▸ **Text block**
════

# Warners Shows 2009



## clianthus (Jul 8, 2006)

Hi Everyone

Just to keep you all updated on next years Motorhome Show dates, I have been informed by Warners (the organisers of several large shows for those of you that don't know them) that the dates for The Midsummer Music Show at Lincoln Showground, normally held in July, have been changed to 25th - 27th September for 2009. They do not have any entertainment, or price information yet so I will post as soon as they tell me.

The Northern Show which is normally held at either York or Pickering in September, is to be moved to June/July for 2009. They do not have either dates or a venue yet!

They say they will let me have further details as soon as they have them, hopefully before Christmas.

I have altered the Lincoln rally listing with all the details I have so far. 

I have deleted the Northern Show listing for the moment and will put it back in the Rally section when we have more information.

I hope this helps you all to plan any show visits for next year.


----------



## Minerva (May 22, 2006)

Without sounding a bit long in the tooth, I would think that an outside music venue will be a bit chilly in September to say the least.
I remember wearing heavy clothing at the July venues

Bill


----------



## bognormike (May 10, 2005)

so .....Midsummer at the end of september??


----------



## DABurleigh (May 9, 2005)

Well The Autumn Equinox Music Show didn't have the same ring to it :-(


----------



## clianthus (Jul 8, 2006)

Please don't all shoot the messenger


----------



## LadyJ (May 9, 2005)

Minerva said:


> Without sounding a bit long in the tooth, I would think that an outside music venue will be a bit chilly in September to say the least.
> I remember wearing heavy clothing at the July venues
> 
> Bill


My thoughts entirely Bill glad i'm not marshaling it next year :lol:

It could be Michaelmas Show though :roll: :lol: instead of Midsummer 8O

Jacquie


----------

════

▸ **Data shown**
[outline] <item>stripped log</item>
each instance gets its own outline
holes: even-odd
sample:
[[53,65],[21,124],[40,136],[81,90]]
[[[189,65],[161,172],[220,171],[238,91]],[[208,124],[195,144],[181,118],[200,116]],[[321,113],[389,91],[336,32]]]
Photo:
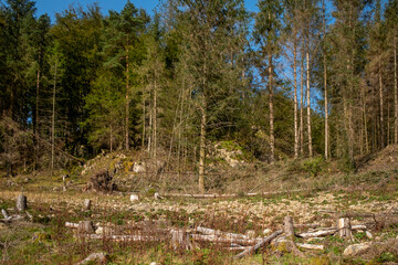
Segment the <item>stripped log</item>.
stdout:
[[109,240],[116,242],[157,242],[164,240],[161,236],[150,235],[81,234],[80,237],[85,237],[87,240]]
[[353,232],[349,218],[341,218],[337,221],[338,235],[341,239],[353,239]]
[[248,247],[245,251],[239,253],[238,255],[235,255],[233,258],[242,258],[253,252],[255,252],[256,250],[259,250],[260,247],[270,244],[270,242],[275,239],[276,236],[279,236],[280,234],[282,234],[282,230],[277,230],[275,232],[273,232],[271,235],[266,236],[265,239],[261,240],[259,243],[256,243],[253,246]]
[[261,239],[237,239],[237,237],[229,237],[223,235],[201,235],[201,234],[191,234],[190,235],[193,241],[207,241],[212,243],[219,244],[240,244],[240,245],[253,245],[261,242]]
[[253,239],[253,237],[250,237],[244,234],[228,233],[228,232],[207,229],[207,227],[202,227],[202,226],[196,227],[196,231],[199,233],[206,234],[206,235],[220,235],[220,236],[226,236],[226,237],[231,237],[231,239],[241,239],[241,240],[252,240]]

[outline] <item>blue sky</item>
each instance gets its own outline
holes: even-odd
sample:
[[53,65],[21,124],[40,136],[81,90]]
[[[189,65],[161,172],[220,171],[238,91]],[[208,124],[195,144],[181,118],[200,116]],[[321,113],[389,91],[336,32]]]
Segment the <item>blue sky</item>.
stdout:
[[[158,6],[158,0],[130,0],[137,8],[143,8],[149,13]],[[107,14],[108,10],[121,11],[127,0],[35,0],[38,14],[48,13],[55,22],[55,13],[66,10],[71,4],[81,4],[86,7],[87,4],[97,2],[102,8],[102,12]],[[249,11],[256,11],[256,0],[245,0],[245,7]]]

════

Answer the following questions using the forum thread on the Warners shows for 2009.
1. To which dates has the Midsummer Music Show at Lincoln Showground been changed for 2009?
2. At which two venues is the Northern Show normally held?
3. What name does LadyJ suggest the show could have instead of Midsummer?

▸ **Worked solution**
1. 25th to 27th September.
2. York or Pickering.
3. Michaelmas Show.